PARTS OF THE EXERCISE:
1. What initial velocity does the friction problem give for the block?
2. In the friction problem, take the part that opens with the words containing "Mass of metal" and closes with "come to a stop.", and give it again with "coefficient of friction" changed to "friction coefficient".

You take a 3 kg metal block and slide it along the floor, where the coefficient of friction is only 0.4. You release the block with an initial velocity of $\langle 6, 0, 0\rangle m/s$. How long will it take for the block to come to a stop? How far does the block move?

Block is metal.

Mass of metal block = 3 kg

The coefficient of friction between floor and block = 0.4

Initial velocity of block = $\langle 6, 0, 0\rangle m/s$

Final velocity of block = $\langle 0, 0, 0\rangle m/s$

Time it takes for the block to come to a stop.

The distance the block moves during this time.

Assume surface is made of the same material and so coefficient of friction is constant.

$\Delta \vec{p} = \vec{F}_{net} \Delta t$

$ x: \Delta p_x = -\mu_k F_N\Delta t $

$ y: \Delta p_y = (F_N - mg)\Delta t = 0 $

Write equation of y direction in terms of $F_N$ to sub into x direction equation.

[Object location annotation data]
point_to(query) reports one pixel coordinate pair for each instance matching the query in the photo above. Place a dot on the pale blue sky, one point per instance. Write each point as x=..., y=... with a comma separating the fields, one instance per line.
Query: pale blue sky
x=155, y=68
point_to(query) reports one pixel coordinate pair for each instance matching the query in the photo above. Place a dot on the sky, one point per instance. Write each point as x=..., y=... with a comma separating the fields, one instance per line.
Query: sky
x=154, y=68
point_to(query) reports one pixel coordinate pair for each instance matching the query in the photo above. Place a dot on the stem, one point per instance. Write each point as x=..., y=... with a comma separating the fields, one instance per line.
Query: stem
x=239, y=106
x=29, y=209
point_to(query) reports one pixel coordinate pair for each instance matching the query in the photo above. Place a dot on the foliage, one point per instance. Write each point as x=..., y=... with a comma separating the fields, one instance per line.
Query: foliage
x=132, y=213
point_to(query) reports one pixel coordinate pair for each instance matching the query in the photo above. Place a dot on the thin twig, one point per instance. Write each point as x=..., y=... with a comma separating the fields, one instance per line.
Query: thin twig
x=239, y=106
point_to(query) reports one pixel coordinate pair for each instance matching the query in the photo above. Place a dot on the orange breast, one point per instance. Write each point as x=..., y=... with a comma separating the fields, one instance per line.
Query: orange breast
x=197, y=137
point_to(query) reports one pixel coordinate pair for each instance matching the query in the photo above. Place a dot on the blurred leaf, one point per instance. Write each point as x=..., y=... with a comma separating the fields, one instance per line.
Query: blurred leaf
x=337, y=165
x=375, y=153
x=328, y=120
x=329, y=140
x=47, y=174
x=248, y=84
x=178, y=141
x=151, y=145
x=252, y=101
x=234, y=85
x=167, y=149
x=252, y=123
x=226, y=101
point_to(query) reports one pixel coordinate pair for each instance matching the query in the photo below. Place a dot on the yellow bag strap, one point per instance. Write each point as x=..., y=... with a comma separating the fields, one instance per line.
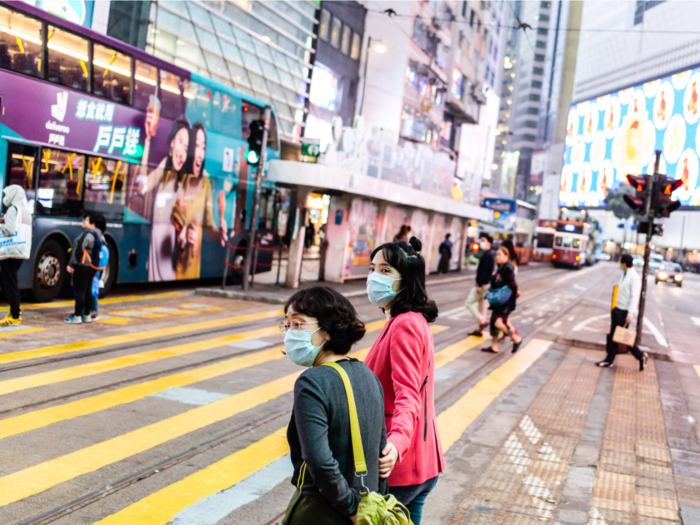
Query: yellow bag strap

ANSWERS TO THE EXERCISES:
1. ⟨6, 0, 0⟩ m/s

2.
Mass of metal block = 3 kg

The friction coefficient between floor and block = 0.4

Initial velocity of block = $\langle 6, 0, 0\rangle m/s$

Final velocity of block = $\langle 0, 0, 0\rangle m/s$

Time it takes for the block to come to a stop.